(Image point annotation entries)
::::::

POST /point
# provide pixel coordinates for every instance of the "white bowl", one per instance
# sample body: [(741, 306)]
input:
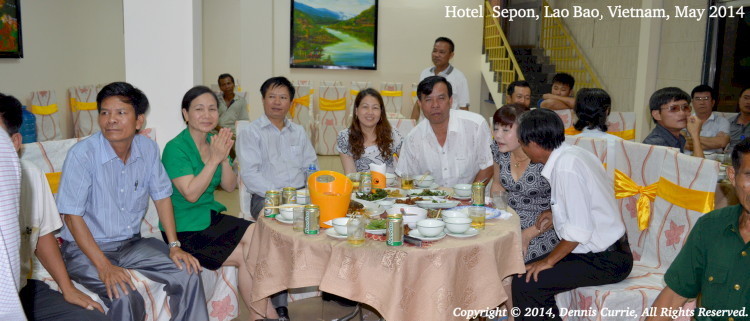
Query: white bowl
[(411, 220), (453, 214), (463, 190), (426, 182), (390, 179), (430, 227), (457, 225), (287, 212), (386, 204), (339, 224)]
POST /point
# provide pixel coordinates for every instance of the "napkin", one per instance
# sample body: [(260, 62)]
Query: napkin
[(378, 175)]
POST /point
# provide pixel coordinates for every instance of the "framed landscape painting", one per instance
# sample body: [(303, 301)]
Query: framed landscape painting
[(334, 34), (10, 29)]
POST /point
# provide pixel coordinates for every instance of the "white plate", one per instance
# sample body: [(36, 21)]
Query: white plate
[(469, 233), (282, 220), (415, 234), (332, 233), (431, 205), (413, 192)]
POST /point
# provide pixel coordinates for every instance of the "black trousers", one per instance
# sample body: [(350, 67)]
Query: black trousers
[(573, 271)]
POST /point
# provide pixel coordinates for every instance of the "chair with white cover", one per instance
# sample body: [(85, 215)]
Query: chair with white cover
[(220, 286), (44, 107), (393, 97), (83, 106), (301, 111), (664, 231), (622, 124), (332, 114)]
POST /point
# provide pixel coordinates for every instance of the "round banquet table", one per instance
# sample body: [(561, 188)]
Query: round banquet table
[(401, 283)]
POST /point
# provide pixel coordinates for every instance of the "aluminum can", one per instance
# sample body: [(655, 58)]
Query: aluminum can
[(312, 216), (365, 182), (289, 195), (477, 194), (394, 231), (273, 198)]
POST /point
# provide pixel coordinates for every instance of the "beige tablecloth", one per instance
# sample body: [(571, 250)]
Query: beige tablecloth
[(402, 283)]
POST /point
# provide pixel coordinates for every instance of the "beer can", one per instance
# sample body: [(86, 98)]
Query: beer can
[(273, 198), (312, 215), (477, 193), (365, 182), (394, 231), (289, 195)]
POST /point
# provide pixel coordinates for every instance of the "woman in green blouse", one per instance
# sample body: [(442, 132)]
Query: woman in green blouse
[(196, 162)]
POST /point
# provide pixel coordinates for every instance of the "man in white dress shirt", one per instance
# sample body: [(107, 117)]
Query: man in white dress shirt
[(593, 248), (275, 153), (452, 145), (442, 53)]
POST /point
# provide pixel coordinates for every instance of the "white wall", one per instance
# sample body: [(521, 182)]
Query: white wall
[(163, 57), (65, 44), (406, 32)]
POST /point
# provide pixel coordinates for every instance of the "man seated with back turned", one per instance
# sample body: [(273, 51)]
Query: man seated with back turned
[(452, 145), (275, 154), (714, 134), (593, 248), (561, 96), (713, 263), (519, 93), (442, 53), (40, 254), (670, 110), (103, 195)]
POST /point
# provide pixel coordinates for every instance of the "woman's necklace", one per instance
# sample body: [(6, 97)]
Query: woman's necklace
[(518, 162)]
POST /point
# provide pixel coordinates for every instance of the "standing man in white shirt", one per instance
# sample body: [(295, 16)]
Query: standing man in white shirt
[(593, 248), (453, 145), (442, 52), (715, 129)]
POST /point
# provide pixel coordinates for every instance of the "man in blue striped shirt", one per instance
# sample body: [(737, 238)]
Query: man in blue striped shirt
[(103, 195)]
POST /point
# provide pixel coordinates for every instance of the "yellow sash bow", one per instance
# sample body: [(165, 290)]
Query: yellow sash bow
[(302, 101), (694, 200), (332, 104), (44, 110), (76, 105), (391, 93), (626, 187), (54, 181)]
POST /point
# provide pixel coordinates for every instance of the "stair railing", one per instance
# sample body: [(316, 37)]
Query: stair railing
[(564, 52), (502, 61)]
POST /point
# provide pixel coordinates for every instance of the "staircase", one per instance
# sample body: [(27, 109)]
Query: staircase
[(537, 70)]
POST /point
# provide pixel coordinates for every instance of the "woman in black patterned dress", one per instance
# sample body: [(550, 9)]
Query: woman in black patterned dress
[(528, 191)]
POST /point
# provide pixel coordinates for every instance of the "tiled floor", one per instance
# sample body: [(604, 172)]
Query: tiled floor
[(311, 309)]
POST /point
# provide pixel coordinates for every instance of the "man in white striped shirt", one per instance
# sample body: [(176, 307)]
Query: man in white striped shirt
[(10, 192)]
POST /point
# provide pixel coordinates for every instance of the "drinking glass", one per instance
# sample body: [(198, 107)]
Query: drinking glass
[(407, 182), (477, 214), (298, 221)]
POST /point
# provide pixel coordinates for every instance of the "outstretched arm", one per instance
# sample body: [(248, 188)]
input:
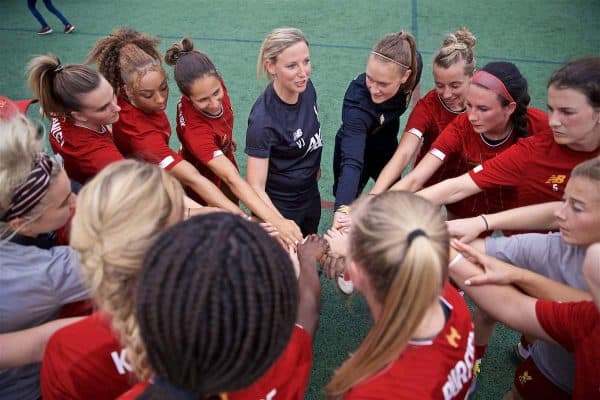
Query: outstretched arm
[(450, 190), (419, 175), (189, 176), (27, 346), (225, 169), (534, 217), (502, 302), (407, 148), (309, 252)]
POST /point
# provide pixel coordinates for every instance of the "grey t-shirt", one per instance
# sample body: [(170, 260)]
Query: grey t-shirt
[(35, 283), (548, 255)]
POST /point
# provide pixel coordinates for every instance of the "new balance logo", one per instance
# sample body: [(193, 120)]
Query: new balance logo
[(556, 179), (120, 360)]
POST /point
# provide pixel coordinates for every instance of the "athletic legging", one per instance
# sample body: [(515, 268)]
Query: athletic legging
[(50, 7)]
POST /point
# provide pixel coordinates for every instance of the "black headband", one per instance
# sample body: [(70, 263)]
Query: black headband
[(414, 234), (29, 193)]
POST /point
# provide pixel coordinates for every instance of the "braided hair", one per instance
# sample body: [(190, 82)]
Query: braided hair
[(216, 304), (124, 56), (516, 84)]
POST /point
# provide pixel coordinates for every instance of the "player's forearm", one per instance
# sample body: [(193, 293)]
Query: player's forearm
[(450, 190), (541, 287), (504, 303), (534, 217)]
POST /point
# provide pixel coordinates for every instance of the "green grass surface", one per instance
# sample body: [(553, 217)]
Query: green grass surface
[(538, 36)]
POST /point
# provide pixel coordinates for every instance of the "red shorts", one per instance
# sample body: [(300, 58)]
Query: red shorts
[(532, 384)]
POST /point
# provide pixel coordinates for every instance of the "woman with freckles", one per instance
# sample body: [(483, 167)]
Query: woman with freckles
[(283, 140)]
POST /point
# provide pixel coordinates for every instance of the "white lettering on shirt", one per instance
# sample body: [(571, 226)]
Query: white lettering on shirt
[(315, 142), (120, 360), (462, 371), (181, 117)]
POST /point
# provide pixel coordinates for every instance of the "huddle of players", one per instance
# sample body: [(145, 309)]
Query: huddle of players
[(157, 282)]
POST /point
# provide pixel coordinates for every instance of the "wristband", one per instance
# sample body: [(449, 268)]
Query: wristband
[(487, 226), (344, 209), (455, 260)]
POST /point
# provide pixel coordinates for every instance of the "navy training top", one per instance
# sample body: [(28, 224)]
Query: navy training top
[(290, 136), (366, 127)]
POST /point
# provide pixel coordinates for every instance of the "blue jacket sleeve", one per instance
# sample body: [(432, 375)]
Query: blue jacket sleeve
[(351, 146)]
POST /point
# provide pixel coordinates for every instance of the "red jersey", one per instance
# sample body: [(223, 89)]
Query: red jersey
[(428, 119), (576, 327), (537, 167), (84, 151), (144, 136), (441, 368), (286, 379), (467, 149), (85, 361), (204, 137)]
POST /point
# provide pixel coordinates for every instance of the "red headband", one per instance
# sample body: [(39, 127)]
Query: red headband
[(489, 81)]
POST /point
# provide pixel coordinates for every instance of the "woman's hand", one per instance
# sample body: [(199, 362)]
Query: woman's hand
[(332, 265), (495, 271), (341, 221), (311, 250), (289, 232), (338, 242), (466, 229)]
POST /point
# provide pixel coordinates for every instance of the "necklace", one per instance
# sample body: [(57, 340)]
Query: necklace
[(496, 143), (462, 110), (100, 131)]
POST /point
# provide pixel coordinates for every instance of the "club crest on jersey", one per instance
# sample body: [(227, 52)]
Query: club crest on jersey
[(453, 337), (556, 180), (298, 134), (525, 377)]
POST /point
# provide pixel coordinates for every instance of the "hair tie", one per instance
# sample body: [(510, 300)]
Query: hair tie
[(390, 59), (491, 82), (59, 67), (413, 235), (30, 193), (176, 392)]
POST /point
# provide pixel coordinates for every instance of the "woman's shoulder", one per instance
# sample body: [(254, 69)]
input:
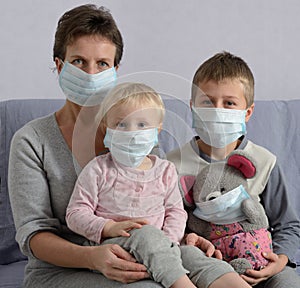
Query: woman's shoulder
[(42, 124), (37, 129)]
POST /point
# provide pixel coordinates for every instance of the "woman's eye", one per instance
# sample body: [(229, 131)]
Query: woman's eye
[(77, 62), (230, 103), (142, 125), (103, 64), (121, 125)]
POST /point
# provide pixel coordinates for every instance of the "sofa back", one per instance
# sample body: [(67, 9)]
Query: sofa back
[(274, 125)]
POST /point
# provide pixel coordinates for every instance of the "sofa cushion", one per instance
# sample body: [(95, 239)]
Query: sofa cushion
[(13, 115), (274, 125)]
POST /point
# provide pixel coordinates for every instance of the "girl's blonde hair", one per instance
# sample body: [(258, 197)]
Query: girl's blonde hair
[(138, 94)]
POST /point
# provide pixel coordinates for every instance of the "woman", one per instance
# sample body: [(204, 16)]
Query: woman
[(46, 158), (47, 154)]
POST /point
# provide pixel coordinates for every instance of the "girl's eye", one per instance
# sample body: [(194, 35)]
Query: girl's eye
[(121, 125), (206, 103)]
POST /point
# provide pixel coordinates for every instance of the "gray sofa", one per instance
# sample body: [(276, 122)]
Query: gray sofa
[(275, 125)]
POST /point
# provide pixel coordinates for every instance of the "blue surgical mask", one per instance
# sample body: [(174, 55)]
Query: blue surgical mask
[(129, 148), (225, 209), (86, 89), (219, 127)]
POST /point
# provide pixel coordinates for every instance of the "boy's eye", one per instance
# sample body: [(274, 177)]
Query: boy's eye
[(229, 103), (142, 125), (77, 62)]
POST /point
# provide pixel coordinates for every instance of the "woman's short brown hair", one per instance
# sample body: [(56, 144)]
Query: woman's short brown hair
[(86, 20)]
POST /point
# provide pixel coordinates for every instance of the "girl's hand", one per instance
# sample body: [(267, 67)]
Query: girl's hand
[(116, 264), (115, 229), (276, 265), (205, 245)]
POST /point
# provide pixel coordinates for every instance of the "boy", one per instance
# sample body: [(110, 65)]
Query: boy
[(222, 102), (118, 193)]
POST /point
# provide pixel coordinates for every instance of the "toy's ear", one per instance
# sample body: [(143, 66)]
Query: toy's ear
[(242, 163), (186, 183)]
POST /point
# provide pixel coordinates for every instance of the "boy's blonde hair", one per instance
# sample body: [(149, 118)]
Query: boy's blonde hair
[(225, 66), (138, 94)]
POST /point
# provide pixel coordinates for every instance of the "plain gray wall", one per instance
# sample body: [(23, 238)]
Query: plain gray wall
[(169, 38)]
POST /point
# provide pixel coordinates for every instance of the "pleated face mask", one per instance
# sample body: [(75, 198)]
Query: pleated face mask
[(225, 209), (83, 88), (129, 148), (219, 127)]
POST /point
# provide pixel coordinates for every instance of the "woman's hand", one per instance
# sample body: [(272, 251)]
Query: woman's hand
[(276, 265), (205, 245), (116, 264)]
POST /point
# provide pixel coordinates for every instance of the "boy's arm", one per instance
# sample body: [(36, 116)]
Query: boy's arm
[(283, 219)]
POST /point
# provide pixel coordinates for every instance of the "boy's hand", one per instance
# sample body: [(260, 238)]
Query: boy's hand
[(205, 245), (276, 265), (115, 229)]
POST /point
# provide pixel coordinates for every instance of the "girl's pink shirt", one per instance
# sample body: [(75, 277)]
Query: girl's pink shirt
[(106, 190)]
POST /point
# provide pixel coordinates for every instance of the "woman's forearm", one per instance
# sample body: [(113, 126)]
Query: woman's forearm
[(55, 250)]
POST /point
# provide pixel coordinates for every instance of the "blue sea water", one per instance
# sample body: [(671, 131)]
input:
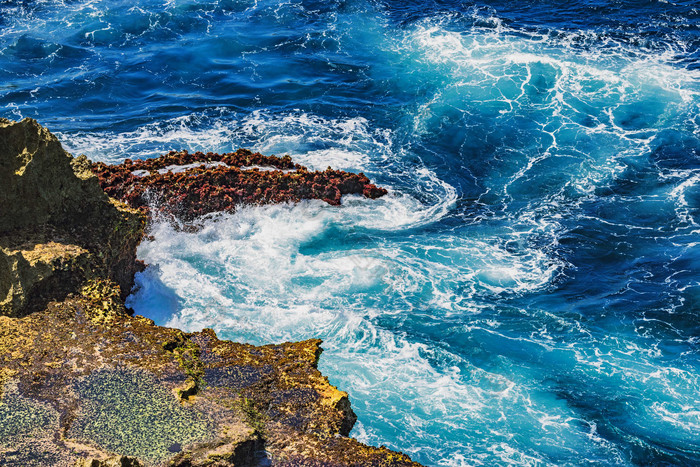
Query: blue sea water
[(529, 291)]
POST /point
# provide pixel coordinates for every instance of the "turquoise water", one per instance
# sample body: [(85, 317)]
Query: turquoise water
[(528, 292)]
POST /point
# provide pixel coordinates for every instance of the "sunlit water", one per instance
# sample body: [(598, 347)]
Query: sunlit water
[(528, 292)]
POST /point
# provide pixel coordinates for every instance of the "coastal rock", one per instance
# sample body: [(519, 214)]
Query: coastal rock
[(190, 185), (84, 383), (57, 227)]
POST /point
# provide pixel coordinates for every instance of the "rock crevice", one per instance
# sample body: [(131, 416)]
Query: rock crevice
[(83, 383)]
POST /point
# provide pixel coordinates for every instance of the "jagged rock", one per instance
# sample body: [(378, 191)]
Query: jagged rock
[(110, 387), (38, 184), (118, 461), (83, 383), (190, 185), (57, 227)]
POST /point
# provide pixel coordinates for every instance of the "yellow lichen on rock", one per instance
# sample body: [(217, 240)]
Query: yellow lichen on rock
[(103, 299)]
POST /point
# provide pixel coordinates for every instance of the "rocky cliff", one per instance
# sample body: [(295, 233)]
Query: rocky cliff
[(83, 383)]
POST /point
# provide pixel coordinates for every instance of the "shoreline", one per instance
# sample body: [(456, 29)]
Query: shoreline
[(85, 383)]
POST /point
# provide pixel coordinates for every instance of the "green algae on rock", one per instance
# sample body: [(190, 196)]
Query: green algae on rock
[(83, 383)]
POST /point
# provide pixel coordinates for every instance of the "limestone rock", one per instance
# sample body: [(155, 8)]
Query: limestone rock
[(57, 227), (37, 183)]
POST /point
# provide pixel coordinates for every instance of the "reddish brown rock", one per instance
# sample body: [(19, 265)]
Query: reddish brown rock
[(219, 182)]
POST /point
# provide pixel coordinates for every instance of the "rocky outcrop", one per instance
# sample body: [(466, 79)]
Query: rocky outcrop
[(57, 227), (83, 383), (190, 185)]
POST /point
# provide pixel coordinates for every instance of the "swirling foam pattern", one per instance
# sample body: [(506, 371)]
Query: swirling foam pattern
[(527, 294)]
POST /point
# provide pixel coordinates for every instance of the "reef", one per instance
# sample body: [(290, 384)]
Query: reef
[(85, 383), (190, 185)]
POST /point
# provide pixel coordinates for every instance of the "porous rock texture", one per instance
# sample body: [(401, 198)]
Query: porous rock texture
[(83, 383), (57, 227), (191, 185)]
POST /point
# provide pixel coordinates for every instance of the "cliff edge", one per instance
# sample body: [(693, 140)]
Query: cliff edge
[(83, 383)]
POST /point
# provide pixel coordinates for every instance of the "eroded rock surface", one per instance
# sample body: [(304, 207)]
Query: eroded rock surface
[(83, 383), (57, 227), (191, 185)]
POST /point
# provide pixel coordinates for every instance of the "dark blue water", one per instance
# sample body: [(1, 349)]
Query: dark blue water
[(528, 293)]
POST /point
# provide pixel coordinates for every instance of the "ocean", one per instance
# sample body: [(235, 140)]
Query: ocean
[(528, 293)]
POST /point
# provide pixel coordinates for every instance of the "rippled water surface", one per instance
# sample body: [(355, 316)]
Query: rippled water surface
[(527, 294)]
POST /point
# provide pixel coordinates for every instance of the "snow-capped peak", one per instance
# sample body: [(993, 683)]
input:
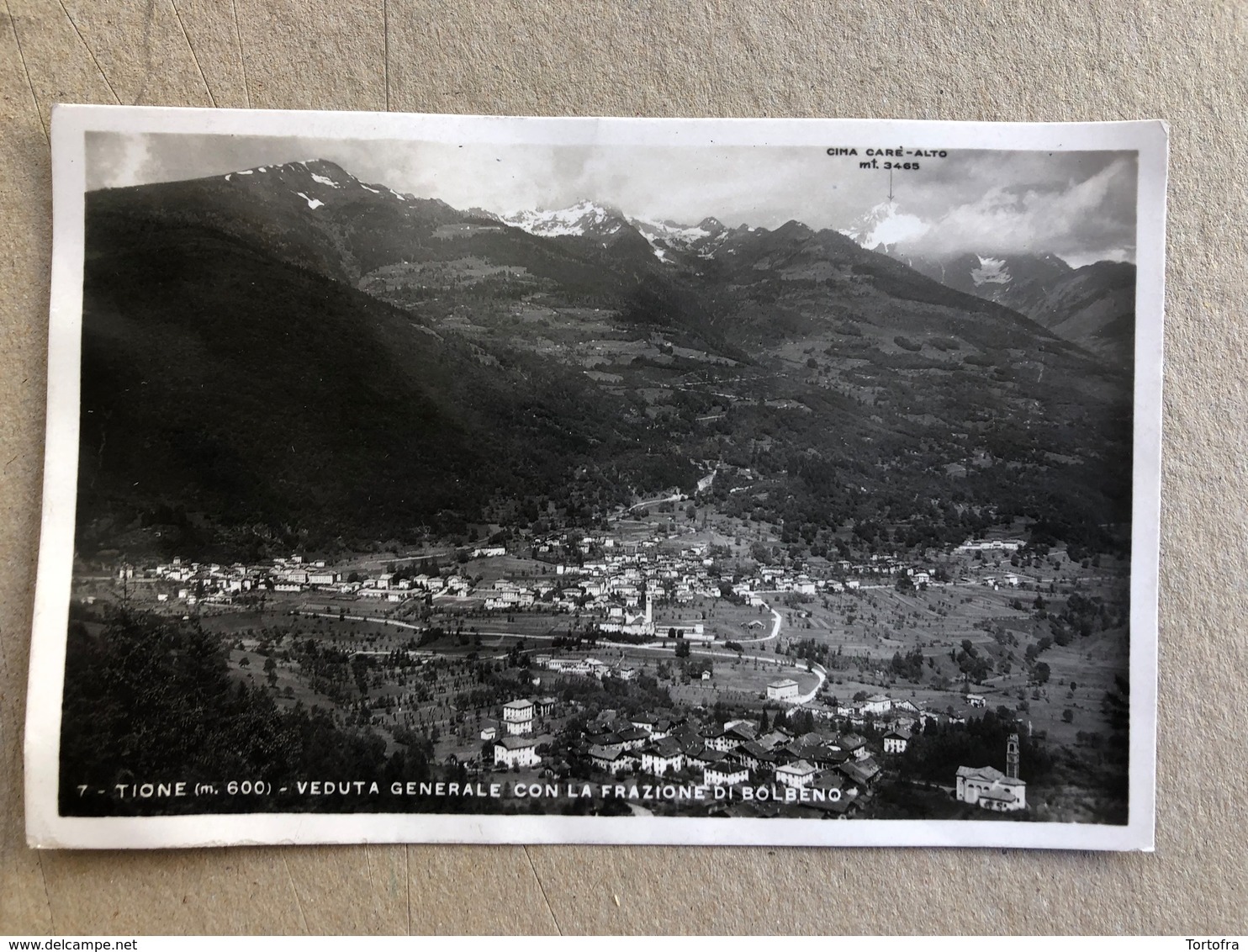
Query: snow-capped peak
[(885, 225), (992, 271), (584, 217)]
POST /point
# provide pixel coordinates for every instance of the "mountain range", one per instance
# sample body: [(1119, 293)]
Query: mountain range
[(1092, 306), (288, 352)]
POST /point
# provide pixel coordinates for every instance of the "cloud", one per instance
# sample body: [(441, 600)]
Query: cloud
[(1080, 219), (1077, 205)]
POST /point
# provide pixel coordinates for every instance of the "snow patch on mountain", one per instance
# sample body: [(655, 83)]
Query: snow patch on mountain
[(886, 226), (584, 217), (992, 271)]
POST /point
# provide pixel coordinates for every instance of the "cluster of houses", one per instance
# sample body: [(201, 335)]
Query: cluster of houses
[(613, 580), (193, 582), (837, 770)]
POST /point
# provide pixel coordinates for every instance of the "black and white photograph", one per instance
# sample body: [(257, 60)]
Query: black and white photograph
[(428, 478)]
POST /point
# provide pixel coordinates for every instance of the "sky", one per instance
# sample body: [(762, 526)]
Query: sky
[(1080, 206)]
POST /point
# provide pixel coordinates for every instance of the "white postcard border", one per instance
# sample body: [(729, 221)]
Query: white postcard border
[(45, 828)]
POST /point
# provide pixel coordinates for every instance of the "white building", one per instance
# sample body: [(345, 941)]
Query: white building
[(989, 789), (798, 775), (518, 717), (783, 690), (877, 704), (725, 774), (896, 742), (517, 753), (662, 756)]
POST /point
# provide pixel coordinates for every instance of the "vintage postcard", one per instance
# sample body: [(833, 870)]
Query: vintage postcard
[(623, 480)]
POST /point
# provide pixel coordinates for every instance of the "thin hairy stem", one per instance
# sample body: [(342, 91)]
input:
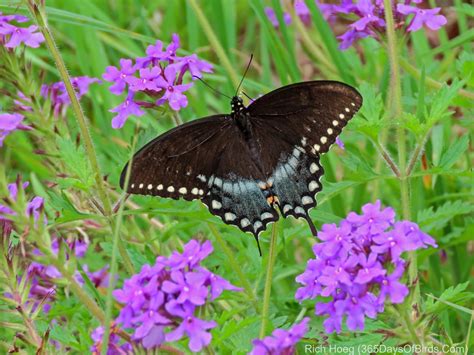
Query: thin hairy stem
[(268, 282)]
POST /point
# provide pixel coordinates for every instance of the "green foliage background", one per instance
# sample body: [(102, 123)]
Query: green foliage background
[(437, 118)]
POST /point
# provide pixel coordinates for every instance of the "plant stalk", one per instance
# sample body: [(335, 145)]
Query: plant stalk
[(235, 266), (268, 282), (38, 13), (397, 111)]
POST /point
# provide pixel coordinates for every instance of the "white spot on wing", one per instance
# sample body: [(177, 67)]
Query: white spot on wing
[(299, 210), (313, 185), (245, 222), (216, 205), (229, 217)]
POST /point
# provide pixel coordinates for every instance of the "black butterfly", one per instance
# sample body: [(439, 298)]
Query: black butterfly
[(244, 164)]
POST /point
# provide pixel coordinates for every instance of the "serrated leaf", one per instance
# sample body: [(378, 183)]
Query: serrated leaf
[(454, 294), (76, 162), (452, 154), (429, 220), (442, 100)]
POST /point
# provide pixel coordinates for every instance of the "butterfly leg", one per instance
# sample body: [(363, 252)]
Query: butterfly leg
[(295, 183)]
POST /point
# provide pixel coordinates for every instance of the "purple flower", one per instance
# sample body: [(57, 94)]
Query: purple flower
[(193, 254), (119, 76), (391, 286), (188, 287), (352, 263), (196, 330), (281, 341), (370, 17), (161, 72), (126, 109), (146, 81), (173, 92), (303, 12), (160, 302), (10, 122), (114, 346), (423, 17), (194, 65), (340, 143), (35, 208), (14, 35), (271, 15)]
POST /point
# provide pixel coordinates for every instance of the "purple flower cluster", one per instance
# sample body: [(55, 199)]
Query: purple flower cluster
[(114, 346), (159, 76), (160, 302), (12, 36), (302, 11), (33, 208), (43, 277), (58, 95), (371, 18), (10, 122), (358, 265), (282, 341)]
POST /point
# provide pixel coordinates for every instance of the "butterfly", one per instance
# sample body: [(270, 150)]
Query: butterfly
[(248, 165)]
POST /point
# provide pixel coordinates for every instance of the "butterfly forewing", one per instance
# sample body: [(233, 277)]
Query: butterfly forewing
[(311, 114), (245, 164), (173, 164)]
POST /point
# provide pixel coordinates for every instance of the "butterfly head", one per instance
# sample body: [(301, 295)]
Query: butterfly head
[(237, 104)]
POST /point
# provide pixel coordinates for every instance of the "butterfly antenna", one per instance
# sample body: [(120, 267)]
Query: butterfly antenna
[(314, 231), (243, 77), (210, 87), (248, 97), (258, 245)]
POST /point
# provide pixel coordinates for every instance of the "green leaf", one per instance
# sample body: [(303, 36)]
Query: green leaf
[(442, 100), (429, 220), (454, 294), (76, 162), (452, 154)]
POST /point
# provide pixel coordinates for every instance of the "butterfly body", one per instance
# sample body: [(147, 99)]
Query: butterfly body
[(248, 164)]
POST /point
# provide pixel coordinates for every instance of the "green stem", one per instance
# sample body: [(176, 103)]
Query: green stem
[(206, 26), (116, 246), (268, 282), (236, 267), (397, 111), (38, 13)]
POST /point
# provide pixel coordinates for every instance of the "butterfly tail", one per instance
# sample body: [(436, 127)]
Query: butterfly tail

::::::

● Task brief:
List every line of the records above that contains the word "dark", matching its case exactly.

● Finished answer:
# provide pixel coordinates for every instance of the "dark blue water", one per instance
Query: dark blue water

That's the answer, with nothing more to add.